* Instructions to follow: Repeat each entry below without omitting a single word.
------------------------------
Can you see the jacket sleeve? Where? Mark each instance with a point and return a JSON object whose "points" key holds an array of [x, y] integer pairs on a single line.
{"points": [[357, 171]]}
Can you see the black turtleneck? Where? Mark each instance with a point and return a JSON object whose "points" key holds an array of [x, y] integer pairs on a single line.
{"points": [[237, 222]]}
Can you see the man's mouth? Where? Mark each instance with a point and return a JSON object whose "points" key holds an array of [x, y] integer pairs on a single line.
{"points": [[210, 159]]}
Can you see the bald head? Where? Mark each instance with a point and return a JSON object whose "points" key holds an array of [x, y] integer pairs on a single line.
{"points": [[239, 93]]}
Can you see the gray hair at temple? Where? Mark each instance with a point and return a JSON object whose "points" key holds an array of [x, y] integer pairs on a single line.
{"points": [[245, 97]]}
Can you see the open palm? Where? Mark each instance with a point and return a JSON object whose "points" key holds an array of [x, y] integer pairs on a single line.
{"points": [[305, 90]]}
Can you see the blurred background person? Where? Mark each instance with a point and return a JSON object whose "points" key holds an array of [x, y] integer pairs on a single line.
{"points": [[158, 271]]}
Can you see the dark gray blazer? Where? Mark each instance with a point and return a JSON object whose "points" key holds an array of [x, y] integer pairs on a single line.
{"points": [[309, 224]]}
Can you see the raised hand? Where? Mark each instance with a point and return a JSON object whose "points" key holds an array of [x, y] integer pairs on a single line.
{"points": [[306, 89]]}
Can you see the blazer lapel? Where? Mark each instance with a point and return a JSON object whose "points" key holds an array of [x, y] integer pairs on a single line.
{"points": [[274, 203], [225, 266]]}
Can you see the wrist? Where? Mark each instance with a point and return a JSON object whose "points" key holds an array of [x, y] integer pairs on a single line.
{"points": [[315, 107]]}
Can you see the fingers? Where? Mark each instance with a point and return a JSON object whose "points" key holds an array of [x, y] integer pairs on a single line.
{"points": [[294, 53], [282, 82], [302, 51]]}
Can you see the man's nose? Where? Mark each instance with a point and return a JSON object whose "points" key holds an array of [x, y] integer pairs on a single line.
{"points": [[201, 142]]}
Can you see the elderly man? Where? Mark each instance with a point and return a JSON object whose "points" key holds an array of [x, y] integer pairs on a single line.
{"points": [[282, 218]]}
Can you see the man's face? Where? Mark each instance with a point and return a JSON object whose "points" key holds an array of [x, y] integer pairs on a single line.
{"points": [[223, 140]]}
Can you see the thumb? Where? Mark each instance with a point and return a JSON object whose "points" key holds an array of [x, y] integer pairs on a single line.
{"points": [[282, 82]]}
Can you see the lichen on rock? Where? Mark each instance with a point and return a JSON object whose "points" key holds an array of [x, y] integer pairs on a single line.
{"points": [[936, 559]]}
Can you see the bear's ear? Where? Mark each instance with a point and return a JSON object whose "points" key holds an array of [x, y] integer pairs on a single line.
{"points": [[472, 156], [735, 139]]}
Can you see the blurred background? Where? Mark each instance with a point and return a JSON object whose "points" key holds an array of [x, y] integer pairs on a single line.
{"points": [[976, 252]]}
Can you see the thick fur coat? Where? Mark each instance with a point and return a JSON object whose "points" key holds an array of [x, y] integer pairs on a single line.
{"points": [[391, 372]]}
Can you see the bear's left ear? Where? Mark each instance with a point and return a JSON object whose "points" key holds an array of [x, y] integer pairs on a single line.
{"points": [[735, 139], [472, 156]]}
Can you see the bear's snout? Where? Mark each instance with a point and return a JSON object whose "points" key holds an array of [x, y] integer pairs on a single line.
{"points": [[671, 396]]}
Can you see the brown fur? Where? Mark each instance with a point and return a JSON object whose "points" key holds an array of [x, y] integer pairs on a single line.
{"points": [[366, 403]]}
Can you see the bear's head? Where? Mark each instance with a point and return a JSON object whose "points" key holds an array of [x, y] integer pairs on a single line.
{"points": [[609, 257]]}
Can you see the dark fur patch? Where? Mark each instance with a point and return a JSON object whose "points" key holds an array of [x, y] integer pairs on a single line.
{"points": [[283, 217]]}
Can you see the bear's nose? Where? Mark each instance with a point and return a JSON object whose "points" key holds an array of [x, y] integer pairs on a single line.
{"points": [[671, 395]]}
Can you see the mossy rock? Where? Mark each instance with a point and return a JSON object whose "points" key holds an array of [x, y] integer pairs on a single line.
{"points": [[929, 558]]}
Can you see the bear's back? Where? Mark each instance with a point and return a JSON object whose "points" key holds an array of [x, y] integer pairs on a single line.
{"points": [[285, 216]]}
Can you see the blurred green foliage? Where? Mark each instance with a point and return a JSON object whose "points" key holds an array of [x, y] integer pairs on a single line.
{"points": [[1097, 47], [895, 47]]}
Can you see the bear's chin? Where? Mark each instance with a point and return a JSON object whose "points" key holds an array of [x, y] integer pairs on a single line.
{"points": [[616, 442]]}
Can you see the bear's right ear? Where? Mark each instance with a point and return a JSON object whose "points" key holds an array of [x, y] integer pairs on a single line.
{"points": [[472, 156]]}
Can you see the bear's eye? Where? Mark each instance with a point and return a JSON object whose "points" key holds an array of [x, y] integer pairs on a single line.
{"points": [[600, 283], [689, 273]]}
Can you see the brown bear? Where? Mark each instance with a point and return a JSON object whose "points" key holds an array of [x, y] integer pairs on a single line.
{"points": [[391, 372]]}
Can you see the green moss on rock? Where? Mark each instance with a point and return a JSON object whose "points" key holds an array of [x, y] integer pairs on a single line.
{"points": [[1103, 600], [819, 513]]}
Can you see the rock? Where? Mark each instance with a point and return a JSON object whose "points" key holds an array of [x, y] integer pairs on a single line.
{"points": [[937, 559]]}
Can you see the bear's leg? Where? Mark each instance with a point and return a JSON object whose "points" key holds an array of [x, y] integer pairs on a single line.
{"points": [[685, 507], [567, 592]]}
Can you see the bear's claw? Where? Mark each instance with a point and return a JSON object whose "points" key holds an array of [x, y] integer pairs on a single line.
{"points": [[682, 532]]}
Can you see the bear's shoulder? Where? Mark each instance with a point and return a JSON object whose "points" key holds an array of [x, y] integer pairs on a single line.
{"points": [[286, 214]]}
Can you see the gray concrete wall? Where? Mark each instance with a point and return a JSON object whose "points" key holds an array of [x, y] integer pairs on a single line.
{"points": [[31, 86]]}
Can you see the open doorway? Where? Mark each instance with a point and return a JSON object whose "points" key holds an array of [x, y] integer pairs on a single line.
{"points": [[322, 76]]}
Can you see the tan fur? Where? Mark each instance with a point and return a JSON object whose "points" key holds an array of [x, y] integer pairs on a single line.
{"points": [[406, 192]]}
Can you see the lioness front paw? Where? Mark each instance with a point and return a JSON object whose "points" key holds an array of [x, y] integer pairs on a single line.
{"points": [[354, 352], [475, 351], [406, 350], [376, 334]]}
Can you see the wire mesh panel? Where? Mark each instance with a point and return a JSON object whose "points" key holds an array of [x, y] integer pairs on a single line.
------------------------------
* Exercise result:
Can you see the jacket sleeve? Where? Mark each instance with a point and return a JSON object whose "points" key holds an array of [x, y] integer pairs on a single line.
{"points": [[357, 171]]}
Can you see the black turtleneck? Where? Mark each instance with a point and return a JSON object whose "points" key holds an array of [x, y] integer pairs on a single line.
{"points": [[237, 222]]}
Can you see the man's mouth? Where? Mark each instance with a point and return a JSON object whose "points" key holds an array of [x, y] integer pairs on a single line.
{"points": [[210, 159]]}
Can you see the bald head? Where? Mark each instance with a point and return a JSON object whose "points" key holds an array of [x, y] integer pairs on a single line.
{"points": [[239, 93]]}
Can you see the gray hair at temple? Where? Mark each instance with a point and return a JSON object whose "points" key holds an array of [x, y] integer pairs on a single line.
{"points": [[245, 97]]}
Can you see the open palm? Where? Mark each instance with a point and return a JSON object whose "points" key holds an array of [x, y] integer pairs on a single line.
{"points": [[305, 90]]}
Can you see the blurred background person? Where? Mark each instance with a point and return a JSON object whose "points" key holds an array of [x, y] integer pairs on a single line.
{"points": [[158, 271]]}
Can you see the dark gray blazer? Where? Mark each instance with a point and return a JSON object whose "points" key holds an array of [x, y] integer pairs on a single line.
{"points": [[309, 224]]}
Can you see the raised hand? Where? Mark each instance with a point and return a JSON object whose "points" key holds an array of [x, y] integer pairs on a single line.
{"points": [[306, 89]]}
Can you see the blazer lapel? Where? Mark each instance with a point and return a JSON object whose "points" key holds an array of [x, y] integer pairs on a single line.
{"points": [[274, 203], [225, 266]]}
Can you see the wrist? Where? Mark each instance with a point and return a JSON object whose "points" key holds an array of [x, y] integer pairs on a single line.
{"points": [[315, 107]]}
Can you see the fingers? Where? Mark each instance with a point and return a JSON object whose "points" key holds an array of [x, y] integer pairs on a single line.
{"points": [[294, 53], [282, 82], [302, 51]]}
Can you see the man's nose? Where? Mark each instance with a point and return a JSON object whose "points" key holds an array of [x, y] integer pairs on a single line.
{"points": [[201, 142]]}
Can you see the elderly man? Where? Mark each instance with a point and return a JSON object whose "points" key holds an array of [x, y] integer pairs on a single line.
{"points": [[282, 218]]}
Can you see the man's face? Where? Mark each instance with a point and return a JSON object whose "points" key holds an array of [x, y] integer pairs on a single line.
{"points": [[223, 140]]}
Can you see the thumb? Where? Mark each instance with a point and return a JSON object whose "points" key holds an array of [x, y] integer pairs on a single line.
{"points": [[282, 82]]}
Can you see the lichen on rock? Where? Mark each instance with a point and return a JSON object whose "points" key holds an array of [x, y] integer pairs on a single line.
{"points": [[936, 559]]}
Can you see the bear's ear? Where? Mark each instance with a point and return a JSON object whose "points" key holds an array of [x, y] integer pairs on a single line.
{"points": [[472, 156], [735, 139]]}
Can you see the blurred background? Where? Mark each instance with a point and return a JSON object whose "points" key holds an array of [x, y] integer pairs on a single line.
{"points": [[976, 252]]}
Can you see the thick fur coat? Where? Mark each instance with a point and return a JSON object whose "points" key holds an array of [x, y] integer pairs on a single line.
{"points": [[391, 372]]}
Can you see the bear's left ear? Where? Mark each instance with a point and return a JSON object whose "points" key holds an array of [x, y] integer pairs on a single line.
{"points": [[735, 139], [472, 156]]}
Can you see the bear's snout? Where? Mark each instance with a point and return a JSON object whose "points" key holds an array of [x, y] integer pairs on a single line.
{"points": [[671, 396]]}
Can you see the brown fur? Where? Mark each instance with a point and return a JSON object whose "points" key holds an array of [x, y] integer pairs on a single line.
{"points": [[366, 403]]}
Can you see the bear's head? Where? Mark each instance with a point and return a JSON object whose "points" key holds an array of [x, y] integer pairs on a single line.
{"points": [[609, 257]]}
Can you see the dark fur patch? Where? Mark each instance with a point and return a JSON object whose "points" key holds an array of [x, y] integer pairs on a single line.
{"points": [[283, 217]]}
Can you see the bear's nose? Where? Mark each instance with a point and return a JSON object whose "points" key holds an array of [x, y] integer pairs on a single line.
{"points": [[671, 395]]}
Can you see the mossy rock? Where? Mark each instance with a point and return a JSON object whose "points" key holds an array of [x, y] integer pairs on a single line.
{"points": [[929, 558]]}
Can you see the bear's back? Where? Mark each instance with a point and return a JSON object whose "points" key holds an array of [x, y] integer pairs on a single line.
{"points": [[285, 216]]}
Can you see the blurred green foliage? Where? Mark each instance with a point and return a JSON object whose "points" key holds an array of [x, y] integer pairs on a single line.
{"points": [[1097, 47], [895, 47]]}
Can you see the bear's chin? Where? Mark each instance with a point and return a JSON object whose "points" key holds an array of [x, y] integer pairs on a single line.
{"points": [[616, 442]]}
Can you see the bear's right ear? Where? Mark each instance with a point and return a JSON object whose "points" key holds an array of [x, y] integer pairs on a single line.
{"points": [[472, 156]]}
Can you see the bear's eye? Where? Mark each instance with a point and return a JSON object whose "points" key holds an array of [x, y] integer pairs on a single line.
{"points": [[600, 283], [689, 273]]}
Can you see the brown bear? Where? Mark each instance with a point and return a JSON object whose "points" key holds an array of [x, y] integer pairs on a single line.
{"points": [[391, 372]]}
Can you see the green moss on rock? Where? Mark each instance with a point and return a JSON object whose "points" key holds an array of [x, y] integer pairs on a single line.
{"points": [[1103, 600], [819, 513]]}
Can you see the rock? Where? Mark each instance with a point and return a JSON object whose "points" key holds an array of [x, y] integer pairs on a single line.
{"points": [[937, 559]]}
Can you see the bear's leg? Where? Mark each instance with a point and return a JSON object whose "points" key holds an array of [x, y] integer pairs on a single line.
{"points": [[685, 507], [567, 592]]}
Can you see the bear's claw? Where? Mark each instance with a point and return a JSON object whose "points" key holds an array of [x, y] integer pairs on a single line.
{"points": [[682, 532]]}
Can you see the bear's shoulder? Where? Mark each instance with a point and return a JSON object whose "points" key holds an array of [x, y] integer pairs on a single line.
{"points": [[286, 214]]}
Can you see the gray concrete wall? Where? Mark each instance with a point and return a JSON object whose "points" key holds an array of [x, y] integer pairs on a single line.
{"points": [[31, 86]]}
Can you see the open doorway? Where? Mark each instance with a point and return a JSON object whose "points" key holds an array of [x, y] integer pairs on a single line.
{"points": [[322, 76]]}
Can you see the tan fur? Where? Mark each instance with a point and return a JSON object whose "points" key holds an array of [x, y] integer pairs on a single line.
{"points": [[406, 192]]}
Can you see the lioness front paw? Where? Mark each instance with a point and return a JSON object whose "points" key holds an array of [x, y] integer pairs on a single line.
{"points": [[354, 352], [475, 351], [406, 350], [376, 334]]}
Can you see the wire mesh panel? Where? Mark each instance with a point and return a JSON object whose "points" key holds an array of [x, y] integer pairs on a single line.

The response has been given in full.